--- Page excerpt ---
++++++++
1993-09-17 KETCHIKAN, Alaska, United States Airport · 5KE None 1 aircraft Status: Completed

Aircraft involved

Probable cause & findings

THE PILOT'S IMPROPER PLANNING/DECISION. THE ROUGH WATER IN THE TAKEOFF AREA WAS A FACTOR.

Factual narrative

HISTORY OF FLIGHT

On September 17, 1993, at 1647 Alaska daylight time, a float equipped Cessna 185 airplane, N84627, operated by Ketchikan Air Service, Inc. of Ketchikan, Alaska, hit a large swell and experienced a collapsed landing gear while attempting to takeoff from the Ketchikan Harbor Seaplane Base, Ketchikan, Alaska. The commercial pilot and the two passengers were not injured, and the airplane was substantially damaged. The unscheduled domestic passenger flight was operating under 14 CFR Part 135 at the time. Visual meteorological conditions existed, and a company VFR flight plan was filed. Following the accident during a telephone conversation, the pilot stated the following, in part: "I started the takeoff run in smooth water. Just before reaching takeoff airspeed, I hit a large swell which launched the airplane into the air prematurely. When the plane came back down on the water, it was immediately hit with another large swell. I reduced power and taxied back to the dock. I could not avoid the large swells which were caused by a nearby passing boat." According to the operator's Director of Maintenance, Joe Markley, the right rear float fitting was sheared and the fuselage in that area and the left aileron were substantially damaged.
++++++++
--- Given problem A ---
Print the part of the seaplane accident report starting with "1993-09-17 KETCHIKAN, Alaska, United" and going on through "WAS A FACTOR.".
--- Given problem B ---
In the seaplane accident report, what does the pilot say caused the large swells?

--- Records shown ---
++++++++
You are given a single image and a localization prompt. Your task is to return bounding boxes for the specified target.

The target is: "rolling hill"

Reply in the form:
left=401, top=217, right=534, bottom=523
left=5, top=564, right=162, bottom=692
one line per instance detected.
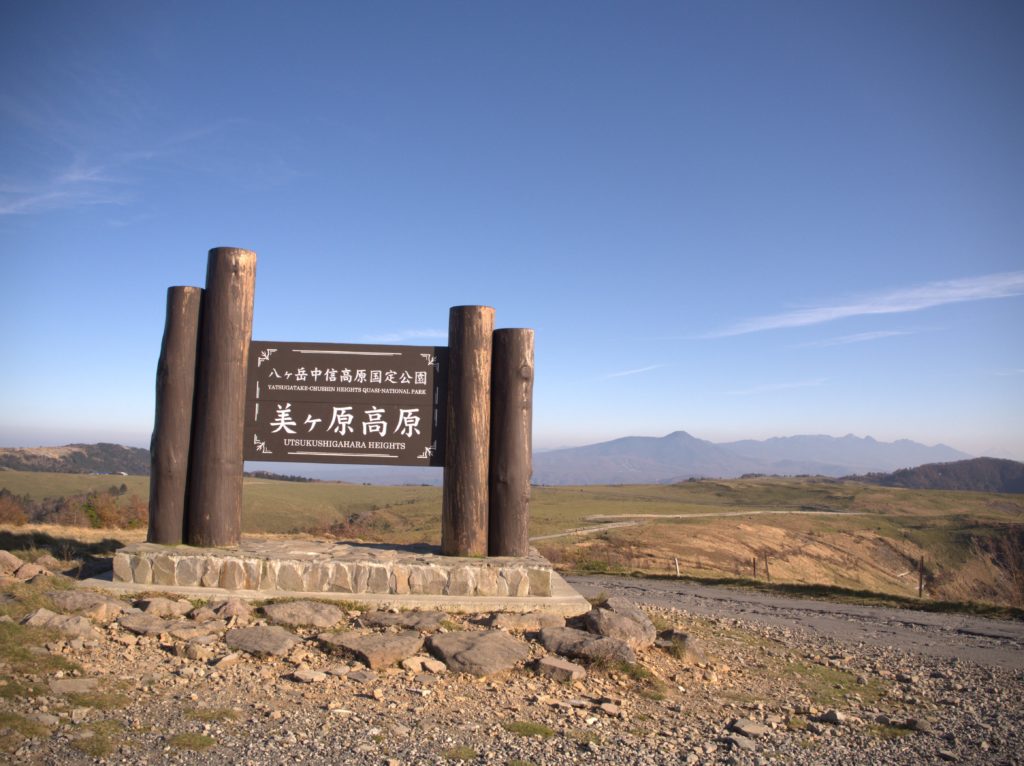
++++++++
--- Exercise answer A ---
1993-09-17 KETCHIKAN, Alaska, United States Airport · 5KE None 1 aircraft Status: Completed

Aircraft involved

Probable cause & findings

THE PILOT'S IMPROPER PLANNING/DECISION. THE ROUGH WATER IN THE TAKEOFF AREA WAS A FACTOR.

--- Exercise answer B ---
A nearby passing boat.